- **Work required**:
Rewrite the data between the line containing "Where can you spot the sky?" and the line containing "[[147, 59], [173, 87]]", inclusive, replacing "Where can you spot" with "Where do you see" and changing nothing else.

[Dataset records about where objects are located]
--- start ---

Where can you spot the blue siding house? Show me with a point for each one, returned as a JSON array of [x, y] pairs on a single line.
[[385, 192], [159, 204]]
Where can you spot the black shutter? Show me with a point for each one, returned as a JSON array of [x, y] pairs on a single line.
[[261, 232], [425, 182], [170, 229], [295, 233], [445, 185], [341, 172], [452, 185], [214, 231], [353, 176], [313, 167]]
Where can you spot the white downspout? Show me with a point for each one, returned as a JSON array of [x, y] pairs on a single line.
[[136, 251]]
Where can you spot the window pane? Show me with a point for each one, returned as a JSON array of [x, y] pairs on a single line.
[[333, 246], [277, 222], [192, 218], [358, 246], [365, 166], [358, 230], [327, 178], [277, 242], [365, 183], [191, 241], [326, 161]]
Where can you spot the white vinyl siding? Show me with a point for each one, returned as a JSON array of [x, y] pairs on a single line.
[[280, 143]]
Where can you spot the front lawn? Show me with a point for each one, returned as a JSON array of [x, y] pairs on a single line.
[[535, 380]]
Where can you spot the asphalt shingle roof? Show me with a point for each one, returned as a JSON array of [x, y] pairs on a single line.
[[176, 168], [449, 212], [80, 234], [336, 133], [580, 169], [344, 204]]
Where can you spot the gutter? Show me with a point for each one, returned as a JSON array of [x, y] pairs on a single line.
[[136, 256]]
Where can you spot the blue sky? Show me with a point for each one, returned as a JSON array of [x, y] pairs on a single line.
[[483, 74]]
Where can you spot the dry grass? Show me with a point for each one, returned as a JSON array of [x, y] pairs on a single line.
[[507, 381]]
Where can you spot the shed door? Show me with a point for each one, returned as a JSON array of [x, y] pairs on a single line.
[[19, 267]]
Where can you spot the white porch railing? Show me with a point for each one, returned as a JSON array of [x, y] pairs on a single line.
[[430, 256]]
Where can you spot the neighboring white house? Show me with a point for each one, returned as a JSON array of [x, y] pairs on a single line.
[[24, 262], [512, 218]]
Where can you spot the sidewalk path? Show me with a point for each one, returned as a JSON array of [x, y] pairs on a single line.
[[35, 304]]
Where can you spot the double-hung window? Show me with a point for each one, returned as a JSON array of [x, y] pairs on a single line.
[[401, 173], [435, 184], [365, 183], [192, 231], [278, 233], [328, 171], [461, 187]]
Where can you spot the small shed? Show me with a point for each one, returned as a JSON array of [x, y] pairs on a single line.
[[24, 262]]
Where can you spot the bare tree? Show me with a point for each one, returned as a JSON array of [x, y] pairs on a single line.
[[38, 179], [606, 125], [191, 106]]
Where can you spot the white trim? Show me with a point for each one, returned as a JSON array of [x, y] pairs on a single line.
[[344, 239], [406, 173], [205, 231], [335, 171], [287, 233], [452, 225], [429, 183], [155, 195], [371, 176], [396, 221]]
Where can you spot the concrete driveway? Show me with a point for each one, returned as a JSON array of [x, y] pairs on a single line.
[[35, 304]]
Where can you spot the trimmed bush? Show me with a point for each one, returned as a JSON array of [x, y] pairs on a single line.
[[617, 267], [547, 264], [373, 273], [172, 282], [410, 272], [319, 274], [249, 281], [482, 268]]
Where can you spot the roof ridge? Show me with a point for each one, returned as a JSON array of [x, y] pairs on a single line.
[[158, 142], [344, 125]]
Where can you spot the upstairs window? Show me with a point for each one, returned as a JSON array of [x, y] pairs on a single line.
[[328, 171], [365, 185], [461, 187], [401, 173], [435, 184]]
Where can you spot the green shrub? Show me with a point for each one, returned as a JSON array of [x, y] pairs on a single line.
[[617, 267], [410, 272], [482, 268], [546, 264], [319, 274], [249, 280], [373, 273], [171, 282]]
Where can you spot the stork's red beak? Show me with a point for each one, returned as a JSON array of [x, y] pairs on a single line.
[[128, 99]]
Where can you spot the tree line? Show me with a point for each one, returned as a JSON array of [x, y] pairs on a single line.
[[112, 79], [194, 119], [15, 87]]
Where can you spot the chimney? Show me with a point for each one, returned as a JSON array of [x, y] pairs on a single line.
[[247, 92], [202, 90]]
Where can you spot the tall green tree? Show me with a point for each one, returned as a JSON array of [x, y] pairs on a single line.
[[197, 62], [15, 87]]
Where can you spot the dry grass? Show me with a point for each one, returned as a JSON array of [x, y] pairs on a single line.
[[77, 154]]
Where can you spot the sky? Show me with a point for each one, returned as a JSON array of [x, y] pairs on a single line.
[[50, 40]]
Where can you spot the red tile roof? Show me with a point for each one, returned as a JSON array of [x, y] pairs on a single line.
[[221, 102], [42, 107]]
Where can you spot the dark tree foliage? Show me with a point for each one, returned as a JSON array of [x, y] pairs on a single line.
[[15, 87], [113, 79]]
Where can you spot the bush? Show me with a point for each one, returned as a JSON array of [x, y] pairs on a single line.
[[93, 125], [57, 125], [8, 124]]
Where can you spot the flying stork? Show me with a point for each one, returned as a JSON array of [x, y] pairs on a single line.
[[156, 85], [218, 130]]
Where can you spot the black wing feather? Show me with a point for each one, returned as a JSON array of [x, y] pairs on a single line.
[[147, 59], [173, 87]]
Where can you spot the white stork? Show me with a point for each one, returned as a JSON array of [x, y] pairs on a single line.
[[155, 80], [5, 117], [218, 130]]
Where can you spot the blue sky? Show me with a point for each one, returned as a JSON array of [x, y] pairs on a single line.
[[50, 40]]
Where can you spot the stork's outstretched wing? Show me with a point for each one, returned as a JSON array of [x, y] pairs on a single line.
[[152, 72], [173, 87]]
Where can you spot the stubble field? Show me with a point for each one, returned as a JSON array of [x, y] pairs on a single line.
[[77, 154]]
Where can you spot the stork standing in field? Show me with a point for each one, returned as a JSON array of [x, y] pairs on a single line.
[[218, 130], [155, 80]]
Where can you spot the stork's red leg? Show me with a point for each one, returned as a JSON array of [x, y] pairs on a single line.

--- end ---

- **Exercise output**:
Where do you see the sky? Show me with a point for each one, returned as a JSON array of [x, y] pairs on a single line.
[[50, 40]]
Where do you see the red tile roof? Show me with a point for each one, returned as a JSON array of [x, y] pairs on a single line.
[[221, 102], [42, 107]]
Where do you see the dark tree foliage? Show me with a point for each one, returned as a JSON array of [x, y] pairs on a single line.
[[15, 87], [113, 79]]
Where do you see the bush? Show me with a point for each one, returned as a JSON array of [x, y] pairs on a single line.
[[93, 125], [57, 125], [8, 124]]
Where do you see the flying stork? Show me with a point for each one, returned as a JSON array of [x, y] pairs on a single line.
[[156, 85], [218, 130]]
Where do you see the black wing feather? Show me with a point for each one, returned as a JSON array of [x, y] pairs on a single line.
[[147, 59], [173, 87]]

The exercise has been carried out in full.